## Begin
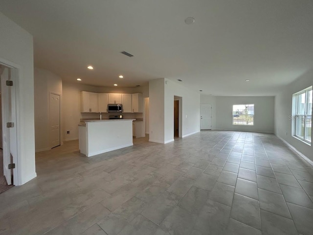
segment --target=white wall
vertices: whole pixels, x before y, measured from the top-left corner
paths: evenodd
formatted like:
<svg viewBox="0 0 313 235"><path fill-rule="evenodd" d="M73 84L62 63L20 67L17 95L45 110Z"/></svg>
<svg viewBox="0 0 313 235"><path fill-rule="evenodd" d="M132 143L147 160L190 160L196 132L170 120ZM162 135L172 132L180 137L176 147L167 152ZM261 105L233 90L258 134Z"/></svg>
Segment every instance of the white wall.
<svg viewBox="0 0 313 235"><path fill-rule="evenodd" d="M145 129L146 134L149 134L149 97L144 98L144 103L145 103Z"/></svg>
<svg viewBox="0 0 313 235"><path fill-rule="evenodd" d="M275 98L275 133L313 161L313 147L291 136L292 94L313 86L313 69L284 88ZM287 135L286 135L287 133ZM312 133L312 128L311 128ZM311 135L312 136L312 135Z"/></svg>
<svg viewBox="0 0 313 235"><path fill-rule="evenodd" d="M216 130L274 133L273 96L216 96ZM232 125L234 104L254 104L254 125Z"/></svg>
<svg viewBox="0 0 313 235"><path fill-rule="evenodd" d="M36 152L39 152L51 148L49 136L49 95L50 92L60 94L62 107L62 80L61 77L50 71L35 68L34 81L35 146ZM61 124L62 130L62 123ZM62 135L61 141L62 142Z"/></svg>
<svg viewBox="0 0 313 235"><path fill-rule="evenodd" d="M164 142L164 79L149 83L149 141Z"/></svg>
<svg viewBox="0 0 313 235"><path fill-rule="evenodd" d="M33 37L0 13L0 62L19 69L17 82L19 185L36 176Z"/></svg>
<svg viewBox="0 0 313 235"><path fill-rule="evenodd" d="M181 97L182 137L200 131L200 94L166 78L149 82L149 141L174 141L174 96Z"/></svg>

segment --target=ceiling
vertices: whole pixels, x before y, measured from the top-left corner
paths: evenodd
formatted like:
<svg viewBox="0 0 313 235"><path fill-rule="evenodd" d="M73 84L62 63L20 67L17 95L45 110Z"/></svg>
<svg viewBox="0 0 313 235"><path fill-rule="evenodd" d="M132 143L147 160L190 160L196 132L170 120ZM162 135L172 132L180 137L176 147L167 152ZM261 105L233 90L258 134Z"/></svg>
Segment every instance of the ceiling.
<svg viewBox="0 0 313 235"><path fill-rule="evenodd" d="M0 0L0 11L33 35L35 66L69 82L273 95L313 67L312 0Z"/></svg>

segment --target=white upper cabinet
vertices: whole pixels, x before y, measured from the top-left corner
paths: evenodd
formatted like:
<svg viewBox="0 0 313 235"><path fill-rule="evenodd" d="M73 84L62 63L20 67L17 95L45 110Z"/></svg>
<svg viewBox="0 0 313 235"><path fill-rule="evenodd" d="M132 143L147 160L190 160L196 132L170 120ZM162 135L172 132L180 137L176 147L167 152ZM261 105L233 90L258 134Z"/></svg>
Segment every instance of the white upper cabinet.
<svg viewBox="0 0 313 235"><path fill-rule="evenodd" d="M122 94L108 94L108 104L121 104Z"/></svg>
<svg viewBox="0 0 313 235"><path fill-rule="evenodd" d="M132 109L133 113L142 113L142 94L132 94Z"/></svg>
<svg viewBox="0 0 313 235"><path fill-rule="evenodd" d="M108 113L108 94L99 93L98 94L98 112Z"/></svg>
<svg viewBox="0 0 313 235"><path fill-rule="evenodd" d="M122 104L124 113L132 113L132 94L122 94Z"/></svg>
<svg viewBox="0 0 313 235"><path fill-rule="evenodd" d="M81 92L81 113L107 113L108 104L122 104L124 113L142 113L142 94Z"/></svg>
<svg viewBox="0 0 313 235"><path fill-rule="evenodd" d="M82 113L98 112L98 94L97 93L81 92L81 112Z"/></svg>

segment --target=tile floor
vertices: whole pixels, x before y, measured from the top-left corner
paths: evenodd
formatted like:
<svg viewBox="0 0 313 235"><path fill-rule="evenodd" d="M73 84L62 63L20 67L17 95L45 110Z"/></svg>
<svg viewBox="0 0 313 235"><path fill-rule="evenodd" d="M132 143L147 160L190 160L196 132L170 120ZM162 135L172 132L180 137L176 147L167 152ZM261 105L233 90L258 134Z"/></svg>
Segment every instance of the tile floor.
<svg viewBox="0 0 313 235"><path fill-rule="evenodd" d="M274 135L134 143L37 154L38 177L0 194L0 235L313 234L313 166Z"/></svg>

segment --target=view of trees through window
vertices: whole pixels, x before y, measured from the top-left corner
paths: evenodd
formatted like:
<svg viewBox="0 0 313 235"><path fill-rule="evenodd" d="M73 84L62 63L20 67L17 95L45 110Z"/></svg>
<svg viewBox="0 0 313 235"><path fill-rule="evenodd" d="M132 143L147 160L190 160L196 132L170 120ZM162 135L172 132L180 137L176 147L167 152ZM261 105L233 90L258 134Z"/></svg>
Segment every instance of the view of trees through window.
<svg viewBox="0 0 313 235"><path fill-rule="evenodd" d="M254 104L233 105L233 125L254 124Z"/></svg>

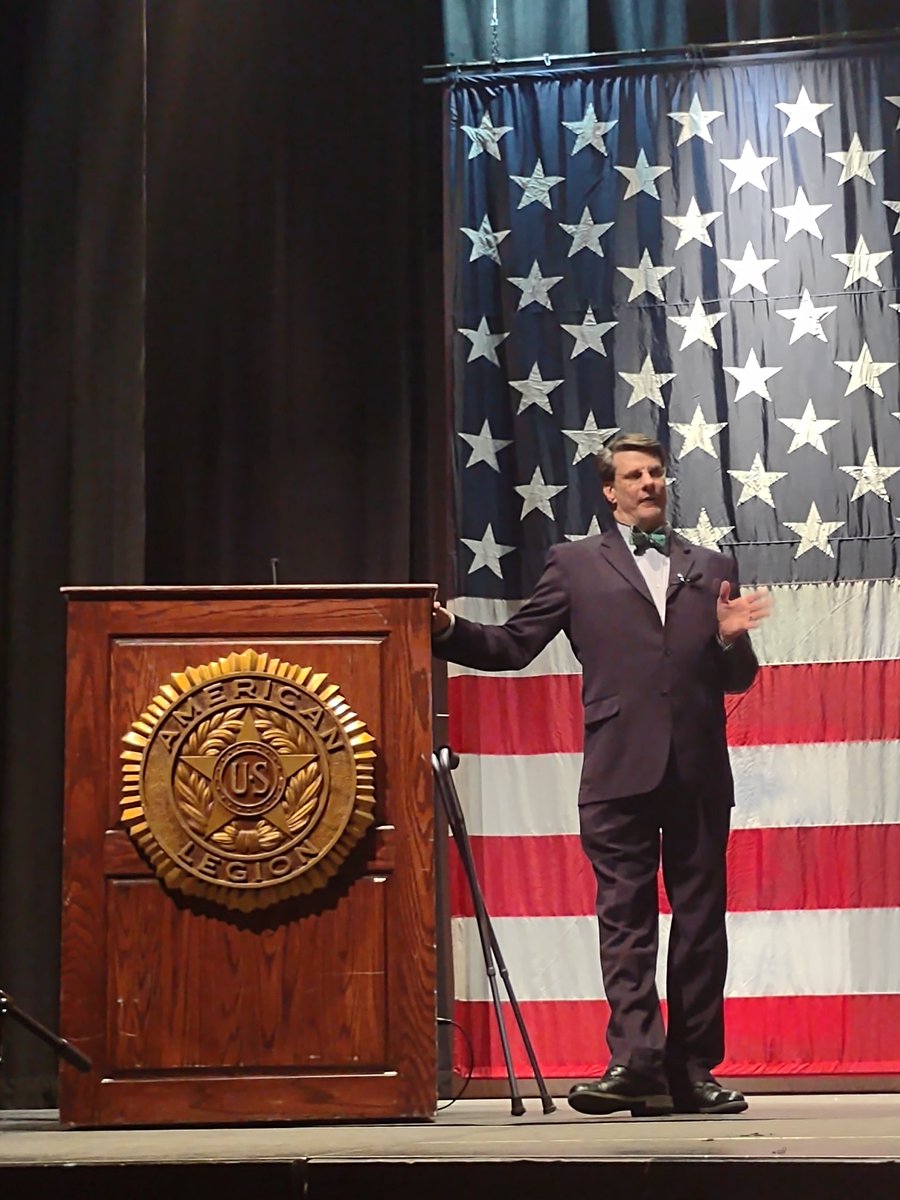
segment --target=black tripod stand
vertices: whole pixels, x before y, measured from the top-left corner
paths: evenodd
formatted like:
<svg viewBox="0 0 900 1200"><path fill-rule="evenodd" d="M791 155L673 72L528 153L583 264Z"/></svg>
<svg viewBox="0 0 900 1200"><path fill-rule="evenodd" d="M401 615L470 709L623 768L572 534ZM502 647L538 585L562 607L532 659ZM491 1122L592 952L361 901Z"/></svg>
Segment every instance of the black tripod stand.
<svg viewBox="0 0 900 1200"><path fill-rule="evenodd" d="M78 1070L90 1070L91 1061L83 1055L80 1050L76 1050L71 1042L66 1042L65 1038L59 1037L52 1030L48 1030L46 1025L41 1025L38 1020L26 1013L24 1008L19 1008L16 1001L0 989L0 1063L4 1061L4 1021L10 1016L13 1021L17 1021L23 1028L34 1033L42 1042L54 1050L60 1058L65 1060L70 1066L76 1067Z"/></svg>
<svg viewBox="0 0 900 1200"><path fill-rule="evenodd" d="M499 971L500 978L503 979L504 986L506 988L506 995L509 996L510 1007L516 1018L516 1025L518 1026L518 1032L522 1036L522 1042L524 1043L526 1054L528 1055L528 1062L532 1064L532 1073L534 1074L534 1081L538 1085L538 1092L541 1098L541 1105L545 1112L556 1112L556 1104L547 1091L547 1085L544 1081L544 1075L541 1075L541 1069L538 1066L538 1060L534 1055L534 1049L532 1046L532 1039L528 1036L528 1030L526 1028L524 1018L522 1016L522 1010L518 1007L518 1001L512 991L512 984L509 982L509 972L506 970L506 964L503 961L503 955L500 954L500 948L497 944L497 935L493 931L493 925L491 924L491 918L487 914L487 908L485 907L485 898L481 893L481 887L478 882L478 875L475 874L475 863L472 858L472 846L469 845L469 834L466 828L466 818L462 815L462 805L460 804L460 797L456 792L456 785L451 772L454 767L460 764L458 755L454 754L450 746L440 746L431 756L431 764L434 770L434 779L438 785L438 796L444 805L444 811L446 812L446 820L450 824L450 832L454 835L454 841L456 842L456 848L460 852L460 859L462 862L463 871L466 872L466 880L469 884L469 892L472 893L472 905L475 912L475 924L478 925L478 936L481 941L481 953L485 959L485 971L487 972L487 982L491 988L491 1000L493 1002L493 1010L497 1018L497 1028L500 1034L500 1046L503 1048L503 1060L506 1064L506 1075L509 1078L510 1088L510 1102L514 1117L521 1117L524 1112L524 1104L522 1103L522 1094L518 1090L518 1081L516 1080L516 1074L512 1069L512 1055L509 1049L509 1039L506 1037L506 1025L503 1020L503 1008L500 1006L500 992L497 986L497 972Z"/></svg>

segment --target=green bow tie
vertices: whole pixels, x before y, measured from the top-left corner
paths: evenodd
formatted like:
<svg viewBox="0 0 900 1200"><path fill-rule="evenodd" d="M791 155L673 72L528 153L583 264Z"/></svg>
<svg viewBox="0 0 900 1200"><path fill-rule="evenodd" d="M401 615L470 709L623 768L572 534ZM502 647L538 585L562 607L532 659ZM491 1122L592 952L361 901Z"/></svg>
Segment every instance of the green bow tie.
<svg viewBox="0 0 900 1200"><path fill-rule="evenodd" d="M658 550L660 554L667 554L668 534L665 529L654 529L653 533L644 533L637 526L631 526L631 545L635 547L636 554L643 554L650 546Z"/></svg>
## End
Copy out the records verbatim, from the line containing "segment --target=ceiling" up to and including the line containing "0L0 11L33 35L35".

segment --target=ceiling
vertices: whole pixels, x before y, measured from the top-left corner
paths: evenodd
formatted like:
<svg viewBox="0 0 313 235"><path fill-rule="evenodd" d="M73 84L62 63L20 67L17 95L45 110Z"/></svg>
<svg viewBox="0 0 313 235"><path fill-rule="evenodd" d="M132 143L147 160L190 160L196 132L170 120ZM162 135L172 132L180 137L176 147L167 152ZM261 105L233 90L258 134Z"/></svg>
Segment every instance of the ceiling.
<svg viewBox="0 0 313 235"><path fill-rule="evenodd" d="M0 0L0 11L33 35L35 66L69 82L273 95L313 67L312 0Z"/></svg>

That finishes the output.